# Document

☆ ☆ ☆ ☆ ☆

Tuesday 18 June 2013

Postcards (2): Brixton


 
Dear Brockley,

You’ll no doubt be pleased to hear that not only has the weather improved, but so has my well-being.  We escaped back to South London- albeit to what I have in the past referred to as the wrong side of Elephant and Castle – and, after a weekend of further inaction, I finally managed to perk up.

Perhaps my recovery was aided by being back across the Thames again.  The air feels different down here, more diverse.  It’s all a bit more familiar than Muswell Hill.  And yet, ever since I went to that party in the closed down shop, which I think is now a Polish deli, shortly after I first moved to London, I’ve always been somewhat wary of it.

This sort of thing doesn’t help:  Years ago, staggering back from an all day drinking session in Earl’s Court and then an unnecessary late night bar in Clapham, I found myself meandering in a stumbling shuffle along Coldharbour Lane towards the P4 bus-stop.  It was late, but not outrageously so by Brixton’s standards.  Slowly through my ale soaked brain, I became aware of a presence hovering just behind me.  I sneaked a glance over my shoulder and saw a car driving very slowly with three or four shadows hulking inside.  There was no reason for them to be hovering so close to me, no turn or doorway for them to be slowing down for.  My brain sobered itself up and automatically assumed the worst.  Suddenly, like a saviour, the bus popped out of its side road ahead of me.  I sprinted for the stop, waving my arms in a retrospectively embarrassing fashion to catch the driver’s attention.

☆ ☆ ☆ ☆ ☆

# Recorded information
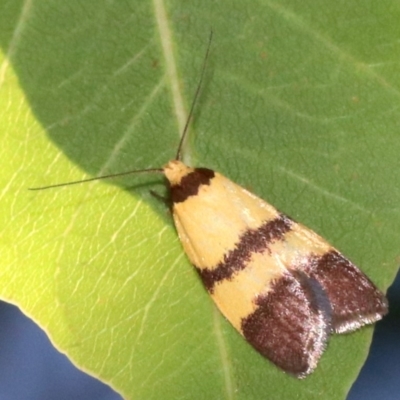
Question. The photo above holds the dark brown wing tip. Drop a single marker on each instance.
(291, 324)
(355, 300)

☆ ☆ ☆ ☆ ☆

# Required work
• 1. In the Brixton postcard, which bus stop was the writer heading toward along Coldharbour Lane?
• 2. Write the next part of the Brixton postcard, picking up right after the writer sprints for the bus stop.

# Results
• 1. The P4 bus stop.

• 2.
Nothing happened, of course, and maybe nothing would have, but a threat is often more real than anything actually said or done.

Brixton has smartened itself up in the intervening years.  It’ll probably never get back to its pinnacle as the Victorian gentle-lady’s shopping destination of choice, second only to Oxford Street.  Back then, the self-explanatory named Electric Avenue was the first street to be fully fitted with street lighting on its opening.   Now, the equally heralded and maligned gentrification sweeps through the area at a pace dragging in more artisan cafes, so-called pop-up restaurants and purveyors of hideously expensive craft beer than one can shake a vintage frock at. 

Which, once again, sounds like I’m complaining.  I’m not.  Well, except for the use of the term pop-up.  I mean, really it doesn’t pop up anywhere.  That’s just disappointing.

Still, gentrification is change and change is always controversial.  Some people will always like a place just as it is.  The new Brixton, I suspect, is for the couple with the bottle of pink champagne in the bar of the Ritzy.  They rest their shortly cropped heads resting against each other and take an iPod earpiece each.  Or the less comfortable couple sitting on the other side of Windrush Square, hand in hand, looking trendily gawky in their bottle top glasses.  They have to reach across the two chairs that have replaced the benches where rough sleepers used to congregate for the night. 

It isn’t for the woman who followed me down Brixton Hill screaming that I’d stolen her Oyster Card or the old man stopped for a rest on the newsagent’s windowsill, his arthritic riddled hands gripping the top of his crutch, the cuffs of both his trousers and jacket frayed in a non-deliberate fashion.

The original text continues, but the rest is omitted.